───── RECORDS FOR PROCESSING ─────

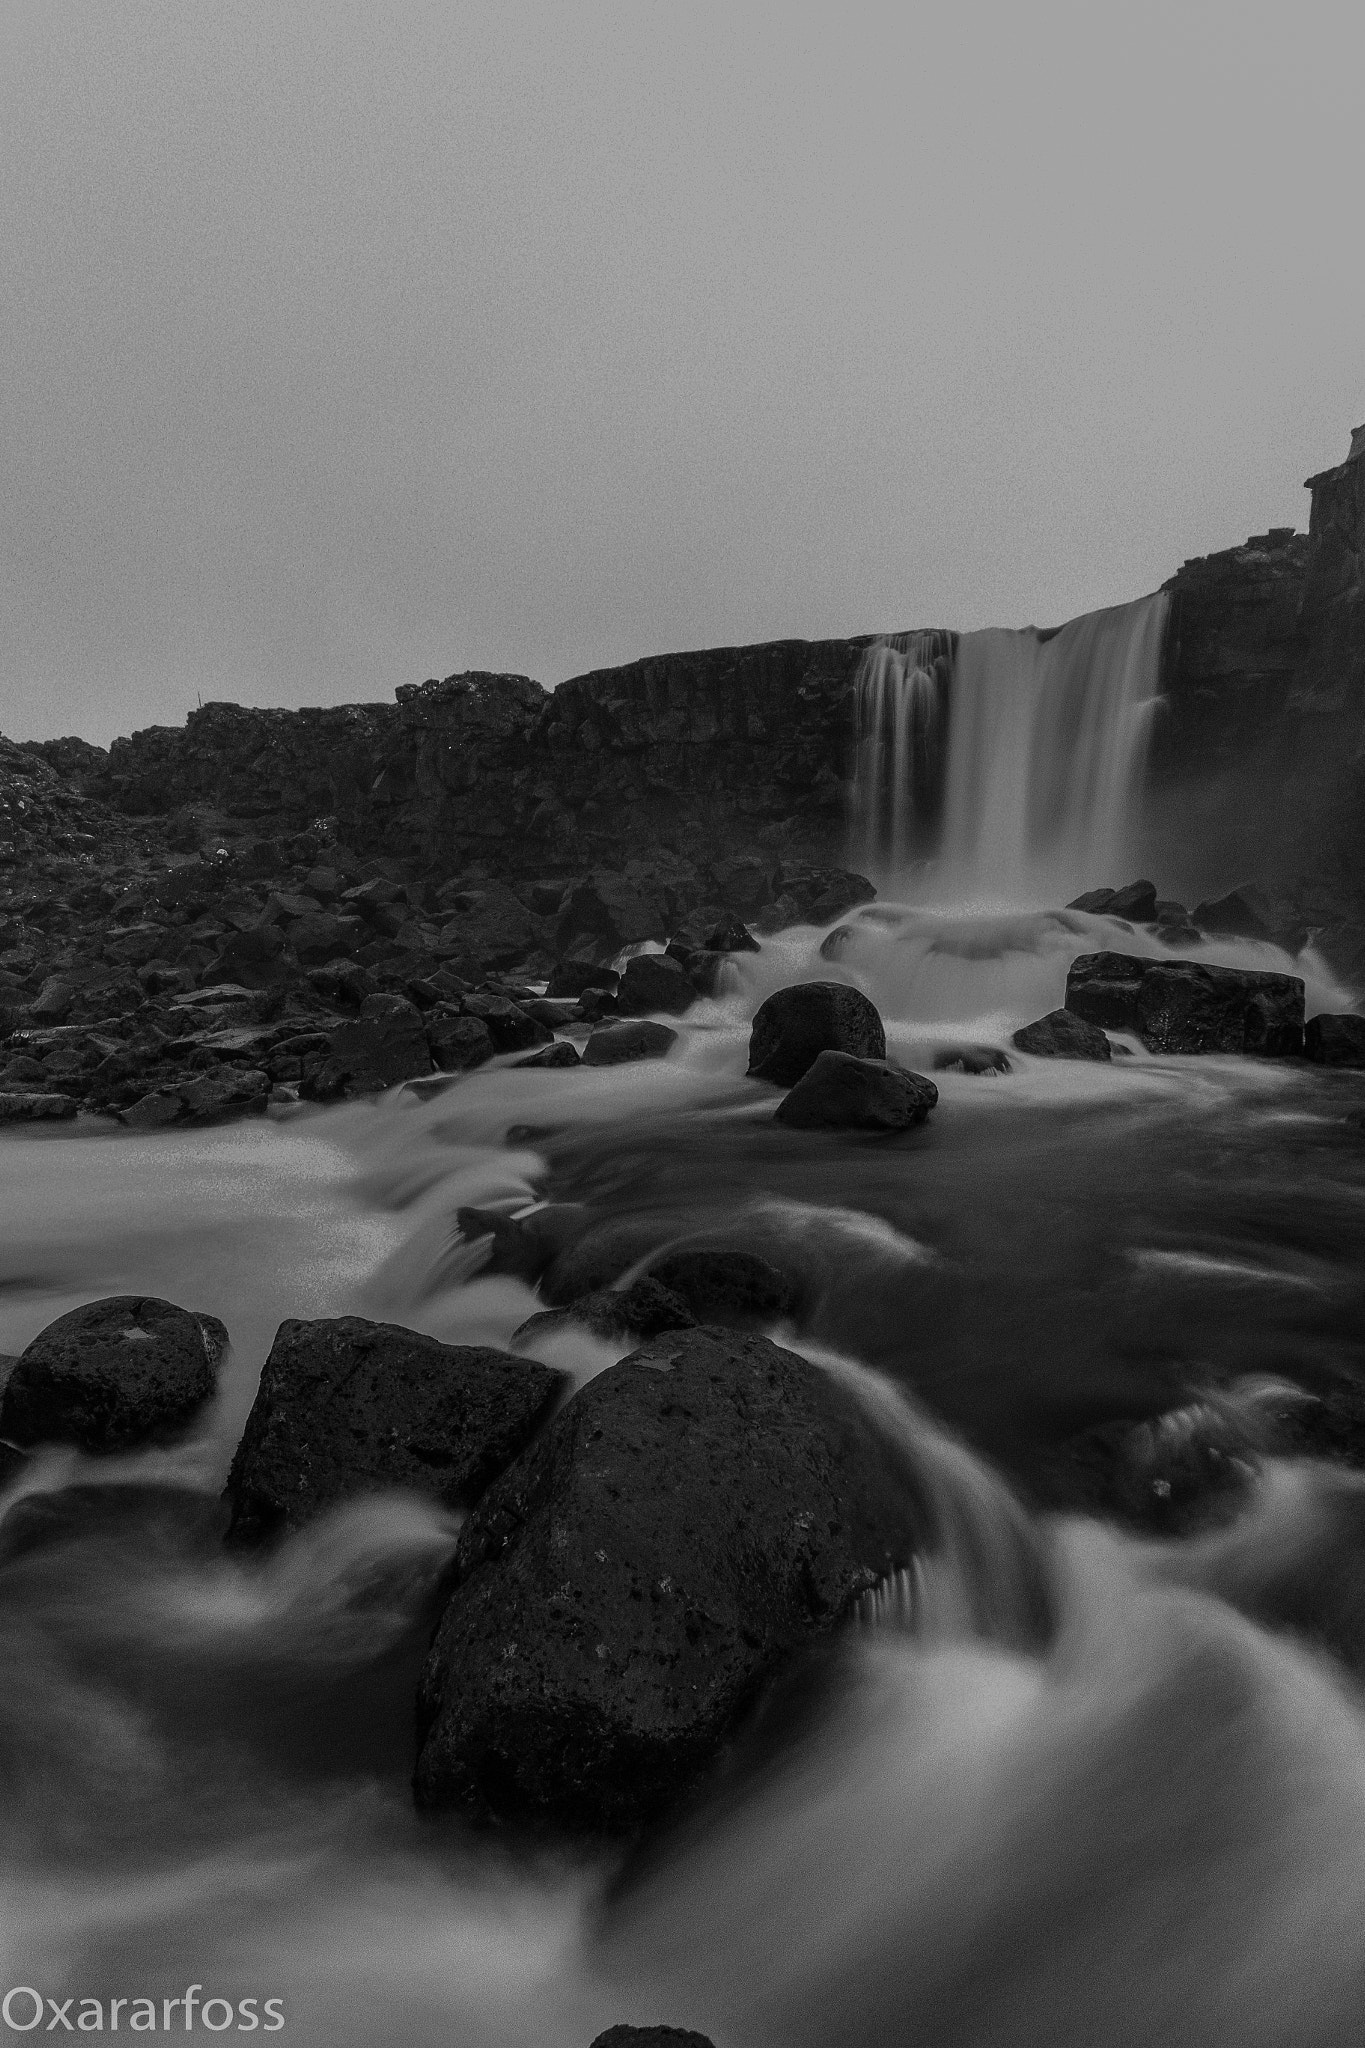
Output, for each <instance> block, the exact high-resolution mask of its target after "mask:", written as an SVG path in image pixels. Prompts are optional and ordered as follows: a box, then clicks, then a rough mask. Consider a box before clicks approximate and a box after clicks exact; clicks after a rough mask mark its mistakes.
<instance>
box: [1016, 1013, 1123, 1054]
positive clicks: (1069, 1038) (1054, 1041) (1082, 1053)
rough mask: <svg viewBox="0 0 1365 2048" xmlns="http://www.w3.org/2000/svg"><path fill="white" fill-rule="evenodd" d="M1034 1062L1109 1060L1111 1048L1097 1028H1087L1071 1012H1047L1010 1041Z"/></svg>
mask: <svg viewBox="0 0 1365 2048" xmlns="http://www.w3.org/2000/svg"><path fill="white" fill-rule="evenodd" d="M1009 1042H1011V1044H1015V1047H1017V1049H1019V1051H1021V1053H1031V1055H1033V1059H1109V1057H1111V1055H1113V1047H1111V1044H1109V1040H1107V1038H1105V1034H1103V1032H1101V1030H1099V1026H1097V1024H1087V1022H1085V1018H1078V1016H1076V1014H1074V1012H1072V1010H1050V1012H1048V1016H1046V1018H1038V1022H1036V1024H1025V1026H1023V1028H1021V1030H1017V1032H1015V1034H1013V1036H1011V1040H1009Z"/></svg>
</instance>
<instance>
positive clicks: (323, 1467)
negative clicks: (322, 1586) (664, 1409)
mask: <svg viewBox="0 0 1365 2048" xmlns="http://www.w3.org/2000/svg"><path fill="white" fill-rule="evenodd" d="M561 1384H563V1374H559V1372H555V1370H551V1366H542V1364H538V1362H536V1360H530V1358H514V1356H512V1354H510V1352H495V1350H489V1348H485V1346H465V1343H438V1341H436V1337H424V1335H422V1333H420V1331H415V1329H403V1327H399V1325H395V1323H368V1321H364V1319H362V1317H358V1315H344V1317H332V1319H323V1321H315V1323H303V1321H287V1323H280V1327H278V1331H276V1337H274V1343H272V1348H270V1358H268V1360H266V1366H264V1372H262V1376H260V1389H258V1393H256V1401H254V1403H252V1413H250V1415H248V1423H246V1430H244V1432H241V1442H239V1444H237V1452H235V1456H233V1462H231V1470H229V1475H227V1489H225V1491H227V1499H229V1501H231V1526H229V1538H231V1540H235V1542H252V1540H258V1538H262V1536H268V1534H272V1532H274V1530H280V1528H299V1526H301V1524H303V1522H309V1520H311V1518H313V1516H317V1513H321V1511H323V1509H325V1507H336V1505H340V1503H342V1501H352V1499H358V1497H360V1495H364V1493H379V1491H385V1489H389V1487H405V1489H409V1491H413V1493H424V1495H426V1497H428V1499H432V1501H440V1505H442V1507H467V1505H469V1503H471V1501H473V1499H477V1495H479V1493H481V1491H483V1487H487V1483H489V1481H491V1479H493V1477H495V1475H497V1473H501V1470H503V1466H508V1464H510V1462H512V1458H516V1456H518V1452H520V1450H522V1448H524V1446H526V1444H528V1440H530V1436H532V1434H534V1430H536V1427H538V1425H540V1421H542V1419H544V1415H546V1411H548V1407H551V1403H553V1401H555V1397H557V1393H559V1389H561Z"/></svg>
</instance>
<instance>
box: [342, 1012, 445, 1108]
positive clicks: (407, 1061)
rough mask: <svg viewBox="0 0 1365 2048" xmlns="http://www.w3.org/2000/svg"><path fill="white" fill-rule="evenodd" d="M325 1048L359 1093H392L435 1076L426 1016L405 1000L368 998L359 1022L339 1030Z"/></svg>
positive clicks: (344, 1074)
mask: <svg viewBox="0 0 1365 2048" xmlns="http://www.w3.org/2000/svg"><path fill="white" fill-rule="evenodd" d="M327 1044H329V1053H332V1061H334V1063H336V1067H338V1069H340V1073H342V1075H344V1079H346V1081H350V1085H352V1087H356V1090H377V1087H391V1085H393V1083H395V1081H407V1079H411V1077H413V1075H420V1073H430V1071H432V1055H430V1051H428V1040H426V1026H424V1024H422V1012H420V1010H417V1006H415V1004H409V1001H407V997H405V995H366V997H364V1001H362V1004H360V1016H358V1018H354V1020H352V1022H346V1024H338V1026H336V1030H334V1032H332V1036H329V1040H327Z"/></svg>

─────

→ **DIRECTIONS**
Retype the listing exactly and drop the pictures.

→ **EXPECTED OUTPUT**
Output, for each <instance> block, the exact high-resolution mask of its target after "mask:", written as an SVG path in image pixels. Prompts are optional and ordered as follows: a box, then clicks, then a rough mask. Consider a box before clicks approximate and a box after clicks exact; clicks after a rough mask mark its mistakes.
<instance>
box: [1016, 1013, 1123, 1054]
positive clicks: (1069, 1038) (1054, 1041) (1082, 1053)
rough mask: <svg viewBox="0 0 1365 2048" xmlns="http://www.w3.org/2000/svg"><path fill="white" fill-rule="evenodd" d="M1034 1062L1109 1060L1111 1048L1097 1028H1087L1071 1012H1047L1010 1041Z"/></svg>
mask: <svg viewBox="0 0 1365 2048" xmlns="http://www.w3.org/2000/svg"><path fill="white" fill-rule="evenodd" d="M1009 1042H1011V1044H1015V1047H1017V1049H1019V1051H1021V1053H1031V1055H1033V1059H1109V1057H1111V1055H1113V1047H1111V1044H1109V1040H1107V1038H1105V1034H1103V1032H1101V1030H1099V1026H1097V1024H1087V1022H1085V1018H1078V1016H1076V1014H1074V1012H1072V1010H1050V1012H1048V1016H1046V1018H1038V1022H1036V1024H1025V1026H1023V1028H1021V1030H1017V1032H1015V1034H1013V1036H1011V1040H1009Z"/></svg>
</instance>
<instance>
positive clicks: (323, 1467)
negative clicks: (322, 1586) (664, 1409)
mask: <svg viewBox="0 0 1365 2048" xmlns="http://www.w3.org/2000/svg"><path fill="white" fill-rule="evenodd" d="M561 1384H563V1374H559V1372H555V1370H551V1366H542V1364H538V1362H536V1360H530V1358H514V1356H512V1354H510V1352H495V1350H489V1348H485V1346H465V1343H438V1341H436V1337H424V1335H422V1333H420V1331H415V1329H403V1327H399V1325H395V1323H368V1321H364V1319H362V1317H358V1315H344V1317H332V1319H323V1321H315V1323H303V1321H287V1323H280V1327H278V1331H276V1337H274V1343H272V1348H270V1358H268V1360H266V1366H264V1372H262V1376H260V1389H258V1393H256V1401H254V1403H252V1413H250V1415H248V1423H246V1430H244V1432H241V1442H239V1444H237V1452H235V1456H233V1462H231V1470H229V1475H227V1489H225V1491H227V1499H229V1501H231V1526H229V1538H231V1540H235V1542H252V1540H258V1538H262V1536H268V1534H272V1532H274V1530H280V1528H299V1526H301V1524H303V1522H309V1520H311V1518H313V1516H317V1513H321V1511H323V1509H325V1507H336V1505H340V1503H342V1501H352V1499H358V1497H360V1495H364V1493H379V1491H385V1489H389V1487H405V1489H409V1491H413V1493H424V1495H426V1497H428V1499H432V1501H440V1505H442V1507H467V1505H469V1503H471V1501H473V1499H477V1495H479V1493H481V1491H483V1487H487V1483H489V1481H491V1479H493V1477H495V1475H497V1473H501V1470H503V1466H508V1464H510V1462H512V1458H516V1456H518V1452H520V1450H522V1448H524V1446H526V1444H528V1440H530V1436H532V1434H534V1430H536V1427H538V1425H540V1421H542V1419H544V1415H546V1411H548V1407H551V1403H553V1401H555V1397H557V1393H559V1389H561Z"/></svg>
</instance>
<instance>
box: [342, 1012, 445, 1108]
positive clicks: (407, 1061)
rough mask: <svg viewBox="0 0 1365 2048" xmlns="http://www.w3.org/2000/svg"><path fill="white" fill-rule="evenodd" d="M325 1048L359 1093H392L435 1076L426 1016L405 1000L368 998L359 1022L339 1030Z"/></svg>
positive clicks: (344, 1074)
mask: <svg viewBox="0 0 1365 2048" xmlns="http://www.w3.org/2000/svg"><path fill="white" fill-rule="evenodd" d="M327 1044H329V1053H332V1061H334V1063H336V1067H338V1069H340V1073H342V1075H344V1079H346V1081H350V1085H352V1087H356V1090H377V1087H391V1085H393V1083H395V1081H407V1079H411V1077H413V1075H420V1073H430V1071H432V1055H430V1051H428V1040H426V1026H424V1024H422V1012H420V1010H417V1006H415V1004H409V1001H407V997H405V995H366V997H364V1001H362V1004H360V1016H358V1018H354V1020H352V1022H346V1024H338V1026H336V1030H334V1032H332V1036H329V1040H327Z"/></svg>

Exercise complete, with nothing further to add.